_GEGEBENE AUFGABE 1_
Gib sämtliche Datensatzeinträge weiter unten Zeile für Zeile unverändert wieder.

_TEXTAUSZUG_
----------------

Sommerfeeliing in Liegestühlen & Vorfreude auf die neue Spielzeit beim Eröffnungsfest vor dem Schauspielhaus Dresden am 24. August 2024.

Mit Gefühl & Power mit bekannten Songs von Rio Reiser u.a. sorgten Schauspieler und Sänger Jannik Hinsch und seine Band für Schwung auf der Bühne vor dem Schauspielhaus.

Tanzen unter buntem Bühnenhimmel nach der Saisonvorschau.
Lustvolles bis wild entschlossenes Spiel mit Gegensätzen
Amüsant, nachdenklich, mit gespielter und echter Aufregung ging es um eigene Ansprüche, sich zeigen, Wahrhaftigsein in einer Welt voller Widersprüche in der Saisonvorschau zur neuen Spielzeit 2024/25 im Staatsschauspiel Dresden.

----------------

Datensatzeinträge:
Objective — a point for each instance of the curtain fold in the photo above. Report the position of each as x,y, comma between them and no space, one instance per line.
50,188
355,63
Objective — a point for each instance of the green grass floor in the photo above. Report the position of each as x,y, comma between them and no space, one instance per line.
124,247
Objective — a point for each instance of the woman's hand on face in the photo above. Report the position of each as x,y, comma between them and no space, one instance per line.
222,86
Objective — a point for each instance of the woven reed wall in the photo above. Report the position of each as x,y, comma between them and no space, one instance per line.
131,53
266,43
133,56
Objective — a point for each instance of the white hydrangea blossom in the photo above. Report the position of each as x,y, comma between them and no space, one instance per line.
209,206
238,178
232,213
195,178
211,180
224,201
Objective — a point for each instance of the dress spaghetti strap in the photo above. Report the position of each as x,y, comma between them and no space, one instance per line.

----------------

_GEGEBENE AUFGABE 2_
Führe den Text über das Eröffnungsfest vor dem Schauspielhaus Dresden fort, und zwar im Anschluss an seinen letzten Satz.

_ANTWORT 1_
Objective — a point for each instance of the curtain fold in the photo above. Report the position of each as x,y, comma between them and no space, one instance per line.
50,188
355,63
Objective — a point for each instance of the green grass floor in the photo above. Report the position of each as x,y, comma between them and no space, one instance per line.
124,247
Objective — a point for each instance of the woman's hand on face in the photo above. Report the position of each as x,y, comma between them and no space, one instance per line.
222,86
Objective — a point for each instance of the woven reed wall in the photo above. Report the position of each as x,y, comma between them and no space, one instance per line.
131,53
266,43
133,56
Objective — a point for each instance of the white hydrangea blossom in the photo above. Report the position of each as x,y, comma between them and no space, one instance per line.
209,206
238,178
232,213
195,178
211,180
224,201
Objective — a point for each instance of the dress spaghetti strap in the photo above. Report the position of each as x,y, comma between them and no space, one instance per line.

_ANTWORT 2_
Gar zu verlockend ist die bunte, unbeschwerte Strandszene zu Beginn. Mit Gummibällen, Schwimmringen, Flamingos und Schwänen als Begleiter, Meerrauschen und Möwenkreischen. Fast ein wenig erschrocken und verlegen stehen de Schauspielerinnen und Schauspieler auf, nehmen ihre Strandlaken und gehen. Die Theaterferien sind schon wieder vorbei. Dabei ist doch noch August und schönstes Sommerwetter. Nun rufen wieder Lust und Last, Freude, Sorgen und Vergnügen des Bühnenlebens. Es steht viel auf dem Programm und auf dem Spiel. Daran ließen die Mitwirkenden dieser Saisonvorschau für die neue Spielzeit 2024/25 im Staatsschauspiel Dresden keine Zweifel. Einen Vorgeschmack bot die ebenso witzig wie spannungs- und temporeiche Eröffnungsshow unter Regie von Hausregisseurin Daniela Löffner am vergangenen Sonnabend im gutbesuchten Schauspielhaus Dresden.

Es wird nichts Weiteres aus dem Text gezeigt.